(Excerpts from a location annotation dataset)
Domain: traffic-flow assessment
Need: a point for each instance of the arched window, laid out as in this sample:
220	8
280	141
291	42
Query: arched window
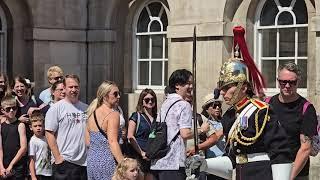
281	36
3	42
151	47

GIVEN PROBLEM — Return every line of the items above verbatim, leaving out the pictures.

FINISHED EXERCISE —
Domain: traffic-flow assessment
Need: a point for each instance of the arched window, laid out as in this sample:
220	8
280	141
291	42
Query: arched window
281	36
3	42
151	47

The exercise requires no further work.